Objective:
Copy the rows below verbatim, starting from the first row and continuing through the line containing "point(226, 14)", both ends included.

-- Begin --

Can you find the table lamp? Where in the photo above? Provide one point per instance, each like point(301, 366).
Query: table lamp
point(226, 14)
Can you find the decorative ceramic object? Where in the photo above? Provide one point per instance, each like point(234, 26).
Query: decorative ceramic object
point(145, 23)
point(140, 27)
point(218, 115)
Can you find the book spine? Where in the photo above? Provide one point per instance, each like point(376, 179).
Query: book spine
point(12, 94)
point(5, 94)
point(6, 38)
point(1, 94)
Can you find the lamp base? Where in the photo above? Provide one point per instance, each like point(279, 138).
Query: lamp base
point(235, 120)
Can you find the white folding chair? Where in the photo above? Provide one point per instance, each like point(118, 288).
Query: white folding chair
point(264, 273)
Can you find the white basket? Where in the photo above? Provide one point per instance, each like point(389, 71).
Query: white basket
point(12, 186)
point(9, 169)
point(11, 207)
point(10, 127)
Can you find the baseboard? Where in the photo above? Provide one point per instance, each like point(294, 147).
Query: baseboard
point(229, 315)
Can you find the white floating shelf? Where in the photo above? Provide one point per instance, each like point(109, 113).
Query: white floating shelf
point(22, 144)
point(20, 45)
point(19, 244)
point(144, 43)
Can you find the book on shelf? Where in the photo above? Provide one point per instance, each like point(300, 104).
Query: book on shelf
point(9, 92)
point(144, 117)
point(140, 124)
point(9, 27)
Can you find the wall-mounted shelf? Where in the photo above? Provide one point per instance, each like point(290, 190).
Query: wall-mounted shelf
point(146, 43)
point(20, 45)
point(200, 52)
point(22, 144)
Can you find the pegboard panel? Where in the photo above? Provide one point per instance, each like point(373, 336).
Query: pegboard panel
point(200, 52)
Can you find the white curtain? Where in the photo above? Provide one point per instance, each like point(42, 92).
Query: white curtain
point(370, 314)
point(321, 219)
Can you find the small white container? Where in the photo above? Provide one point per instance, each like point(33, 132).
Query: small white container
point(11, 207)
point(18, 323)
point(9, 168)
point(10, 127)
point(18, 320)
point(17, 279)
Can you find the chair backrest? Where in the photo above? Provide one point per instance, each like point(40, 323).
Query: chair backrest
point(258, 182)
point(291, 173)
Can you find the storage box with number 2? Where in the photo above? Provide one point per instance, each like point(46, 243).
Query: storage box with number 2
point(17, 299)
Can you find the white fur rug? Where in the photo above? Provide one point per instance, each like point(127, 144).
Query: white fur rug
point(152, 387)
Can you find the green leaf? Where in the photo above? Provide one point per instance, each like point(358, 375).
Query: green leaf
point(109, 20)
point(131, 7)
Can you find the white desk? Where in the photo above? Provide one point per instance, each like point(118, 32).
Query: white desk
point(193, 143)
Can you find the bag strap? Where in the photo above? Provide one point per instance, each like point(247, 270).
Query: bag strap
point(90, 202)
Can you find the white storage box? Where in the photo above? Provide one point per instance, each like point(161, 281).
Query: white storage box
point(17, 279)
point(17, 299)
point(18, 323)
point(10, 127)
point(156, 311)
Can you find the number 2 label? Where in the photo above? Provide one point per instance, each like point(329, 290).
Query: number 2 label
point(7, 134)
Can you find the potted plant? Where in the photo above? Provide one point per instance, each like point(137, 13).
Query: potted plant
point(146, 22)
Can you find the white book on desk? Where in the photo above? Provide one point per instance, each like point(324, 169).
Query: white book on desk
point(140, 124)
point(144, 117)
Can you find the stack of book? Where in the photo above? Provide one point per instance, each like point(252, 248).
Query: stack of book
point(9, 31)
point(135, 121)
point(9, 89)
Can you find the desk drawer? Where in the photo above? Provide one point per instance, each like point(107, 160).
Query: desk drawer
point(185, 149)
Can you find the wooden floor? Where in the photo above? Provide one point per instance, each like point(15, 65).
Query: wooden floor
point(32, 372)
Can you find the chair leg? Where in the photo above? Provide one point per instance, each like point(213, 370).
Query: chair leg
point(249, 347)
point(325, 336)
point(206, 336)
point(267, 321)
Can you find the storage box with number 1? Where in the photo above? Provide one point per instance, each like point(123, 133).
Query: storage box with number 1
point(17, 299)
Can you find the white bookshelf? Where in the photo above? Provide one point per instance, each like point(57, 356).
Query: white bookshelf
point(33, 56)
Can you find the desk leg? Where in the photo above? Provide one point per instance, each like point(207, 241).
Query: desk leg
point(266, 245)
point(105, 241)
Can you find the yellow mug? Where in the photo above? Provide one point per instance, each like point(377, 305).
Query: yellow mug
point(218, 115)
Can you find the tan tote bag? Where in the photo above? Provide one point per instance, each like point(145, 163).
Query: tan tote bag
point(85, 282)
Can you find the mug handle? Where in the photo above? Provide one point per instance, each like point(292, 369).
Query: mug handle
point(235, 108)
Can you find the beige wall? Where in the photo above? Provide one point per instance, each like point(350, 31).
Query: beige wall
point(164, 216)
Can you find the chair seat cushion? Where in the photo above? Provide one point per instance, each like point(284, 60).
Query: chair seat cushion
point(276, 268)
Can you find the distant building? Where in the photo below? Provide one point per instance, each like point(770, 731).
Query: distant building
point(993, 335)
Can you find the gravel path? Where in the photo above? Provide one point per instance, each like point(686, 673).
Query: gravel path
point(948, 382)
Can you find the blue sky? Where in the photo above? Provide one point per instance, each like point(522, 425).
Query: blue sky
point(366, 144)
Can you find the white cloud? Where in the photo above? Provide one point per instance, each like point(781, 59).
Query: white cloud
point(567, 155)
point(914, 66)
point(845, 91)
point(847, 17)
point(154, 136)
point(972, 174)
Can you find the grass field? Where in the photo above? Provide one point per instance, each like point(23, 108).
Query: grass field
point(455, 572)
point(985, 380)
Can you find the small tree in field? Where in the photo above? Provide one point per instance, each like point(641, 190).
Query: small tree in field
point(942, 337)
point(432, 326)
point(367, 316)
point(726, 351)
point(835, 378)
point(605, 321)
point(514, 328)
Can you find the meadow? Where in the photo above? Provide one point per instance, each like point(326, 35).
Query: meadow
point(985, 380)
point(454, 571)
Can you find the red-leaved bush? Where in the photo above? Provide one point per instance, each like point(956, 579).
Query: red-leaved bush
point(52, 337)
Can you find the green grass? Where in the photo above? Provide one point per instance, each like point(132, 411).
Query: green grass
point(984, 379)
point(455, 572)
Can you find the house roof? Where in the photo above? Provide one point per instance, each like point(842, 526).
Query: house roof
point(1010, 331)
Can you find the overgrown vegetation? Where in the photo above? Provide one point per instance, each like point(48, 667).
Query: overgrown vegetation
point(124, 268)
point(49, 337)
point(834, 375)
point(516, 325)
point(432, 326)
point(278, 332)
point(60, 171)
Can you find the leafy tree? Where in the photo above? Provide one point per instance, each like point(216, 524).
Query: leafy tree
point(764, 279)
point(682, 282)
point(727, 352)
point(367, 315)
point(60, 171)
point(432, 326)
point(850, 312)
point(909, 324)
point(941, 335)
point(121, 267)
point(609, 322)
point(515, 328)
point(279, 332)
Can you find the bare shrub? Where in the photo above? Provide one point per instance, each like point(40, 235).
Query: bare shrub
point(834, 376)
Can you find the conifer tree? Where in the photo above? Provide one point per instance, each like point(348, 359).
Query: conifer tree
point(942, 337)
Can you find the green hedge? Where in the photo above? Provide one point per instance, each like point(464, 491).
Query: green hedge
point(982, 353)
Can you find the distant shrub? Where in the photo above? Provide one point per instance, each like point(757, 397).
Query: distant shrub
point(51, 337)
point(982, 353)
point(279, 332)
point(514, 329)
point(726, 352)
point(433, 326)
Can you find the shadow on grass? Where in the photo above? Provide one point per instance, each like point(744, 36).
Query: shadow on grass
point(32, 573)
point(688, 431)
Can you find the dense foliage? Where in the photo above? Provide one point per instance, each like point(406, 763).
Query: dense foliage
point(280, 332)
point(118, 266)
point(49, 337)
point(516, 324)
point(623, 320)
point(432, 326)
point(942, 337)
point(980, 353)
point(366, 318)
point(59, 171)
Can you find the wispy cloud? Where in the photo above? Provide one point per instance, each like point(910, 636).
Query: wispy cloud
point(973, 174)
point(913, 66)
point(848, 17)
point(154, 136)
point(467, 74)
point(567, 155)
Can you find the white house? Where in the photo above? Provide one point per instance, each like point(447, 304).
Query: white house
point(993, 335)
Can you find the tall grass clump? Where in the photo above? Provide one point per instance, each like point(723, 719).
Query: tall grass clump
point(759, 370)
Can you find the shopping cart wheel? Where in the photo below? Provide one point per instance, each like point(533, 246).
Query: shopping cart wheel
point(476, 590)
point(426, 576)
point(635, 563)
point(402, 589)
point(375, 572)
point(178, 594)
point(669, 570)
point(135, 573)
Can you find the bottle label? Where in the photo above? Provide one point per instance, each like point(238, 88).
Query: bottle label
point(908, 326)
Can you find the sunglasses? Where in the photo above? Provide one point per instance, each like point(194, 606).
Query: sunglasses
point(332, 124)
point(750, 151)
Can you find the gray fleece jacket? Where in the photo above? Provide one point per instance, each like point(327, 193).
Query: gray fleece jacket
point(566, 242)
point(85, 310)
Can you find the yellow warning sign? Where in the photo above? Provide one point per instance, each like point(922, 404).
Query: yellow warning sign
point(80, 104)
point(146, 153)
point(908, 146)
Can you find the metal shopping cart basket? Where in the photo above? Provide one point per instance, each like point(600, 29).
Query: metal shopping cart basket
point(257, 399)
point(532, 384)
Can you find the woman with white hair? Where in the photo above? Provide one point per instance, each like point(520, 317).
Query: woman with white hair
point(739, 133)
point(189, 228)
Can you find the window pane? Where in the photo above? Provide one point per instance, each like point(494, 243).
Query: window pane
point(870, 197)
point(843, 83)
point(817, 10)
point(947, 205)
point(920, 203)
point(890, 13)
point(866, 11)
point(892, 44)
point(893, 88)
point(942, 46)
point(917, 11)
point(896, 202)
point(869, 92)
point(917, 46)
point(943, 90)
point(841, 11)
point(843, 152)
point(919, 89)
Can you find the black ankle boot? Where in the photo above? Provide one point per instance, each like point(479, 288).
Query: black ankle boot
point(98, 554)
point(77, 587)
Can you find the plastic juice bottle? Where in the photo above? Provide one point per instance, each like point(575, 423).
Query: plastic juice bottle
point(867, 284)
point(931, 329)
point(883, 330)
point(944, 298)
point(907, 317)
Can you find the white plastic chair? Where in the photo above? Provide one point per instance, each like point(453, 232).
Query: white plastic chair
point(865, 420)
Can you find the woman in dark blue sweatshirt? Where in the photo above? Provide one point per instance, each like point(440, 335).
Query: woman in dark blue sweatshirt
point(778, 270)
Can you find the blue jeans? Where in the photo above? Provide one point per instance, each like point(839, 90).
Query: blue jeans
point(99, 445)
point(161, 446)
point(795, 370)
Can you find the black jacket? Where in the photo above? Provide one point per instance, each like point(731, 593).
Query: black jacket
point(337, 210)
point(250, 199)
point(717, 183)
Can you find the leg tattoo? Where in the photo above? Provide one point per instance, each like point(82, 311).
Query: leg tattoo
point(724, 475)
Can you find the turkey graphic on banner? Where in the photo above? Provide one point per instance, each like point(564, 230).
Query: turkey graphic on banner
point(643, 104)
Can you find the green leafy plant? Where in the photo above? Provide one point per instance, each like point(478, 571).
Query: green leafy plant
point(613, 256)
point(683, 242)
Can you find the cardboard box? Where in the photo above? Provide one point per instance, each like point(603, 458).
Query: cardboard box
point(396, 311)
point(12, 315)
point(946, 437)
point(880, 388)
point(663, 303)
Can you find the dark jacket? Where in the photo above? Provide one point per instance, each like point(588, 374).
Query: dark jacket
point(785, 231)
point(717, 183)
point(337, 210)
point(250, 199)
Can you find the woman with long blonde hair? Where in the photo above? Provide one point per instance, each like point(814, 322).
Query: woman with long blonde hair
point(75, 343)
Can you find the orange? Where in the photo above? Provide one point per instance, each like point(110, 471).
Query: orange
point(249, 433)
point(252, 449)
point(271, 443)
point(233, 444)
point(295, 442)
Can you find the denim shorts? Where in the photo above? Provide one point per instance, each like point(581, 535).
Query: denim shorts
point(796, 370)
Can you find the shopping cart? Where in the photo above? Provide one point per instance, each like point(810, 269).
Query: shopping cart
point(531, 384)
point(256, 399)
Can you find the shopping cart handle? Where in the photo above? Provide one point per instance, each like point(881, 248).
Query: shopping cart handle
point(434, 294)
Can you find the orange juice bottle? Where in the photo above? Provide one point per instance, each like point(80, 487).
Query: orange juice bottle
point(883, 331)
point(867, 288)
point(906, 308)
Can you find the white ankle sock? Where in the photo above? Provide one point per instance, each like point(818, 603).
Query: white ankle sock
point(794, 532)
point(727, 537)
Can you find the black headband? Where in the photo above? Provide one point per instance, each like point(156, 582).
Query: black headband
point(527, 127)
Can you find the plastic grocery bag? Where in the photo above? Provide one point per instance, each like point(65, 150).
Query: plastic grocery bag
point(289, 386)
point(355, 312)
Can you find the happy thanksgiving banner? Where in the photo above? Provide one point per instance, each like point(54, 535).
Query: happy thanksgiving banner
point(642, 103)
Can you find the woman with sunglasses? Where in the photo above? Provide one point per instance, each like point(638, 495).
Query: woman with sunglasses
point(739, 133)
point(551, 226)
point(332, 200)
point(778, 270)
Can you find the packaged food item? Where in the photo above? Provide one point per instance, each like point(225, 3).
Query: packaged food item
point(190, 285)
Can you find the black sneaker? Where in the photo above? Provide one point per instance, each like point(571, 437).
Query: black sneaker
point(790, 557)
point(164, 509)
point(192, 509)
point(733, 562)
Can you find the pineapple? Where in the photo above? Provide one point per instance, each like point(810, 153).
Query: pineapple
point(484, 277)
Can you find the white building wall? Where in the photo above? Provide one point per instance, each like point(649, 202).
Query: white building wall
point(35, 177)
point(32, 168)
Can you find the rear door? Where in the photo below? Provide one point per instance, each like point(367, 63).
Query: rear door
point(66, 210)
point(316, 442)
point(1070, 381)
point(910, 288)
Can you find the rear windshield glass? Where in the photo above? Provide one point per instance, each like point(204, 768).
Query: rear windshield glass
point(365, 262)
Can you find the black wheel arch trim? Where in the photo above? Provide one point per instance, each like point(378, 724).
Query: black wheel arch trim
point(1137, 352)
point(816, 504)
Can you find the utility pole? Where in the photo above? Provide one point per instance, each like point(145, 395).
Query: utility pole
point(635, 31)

-- End --

Written response:
Can you find the table lamp? Where in the photo above? Provide one point per instance, each like point(301, 366).
Query: table lamp
point(226, 14)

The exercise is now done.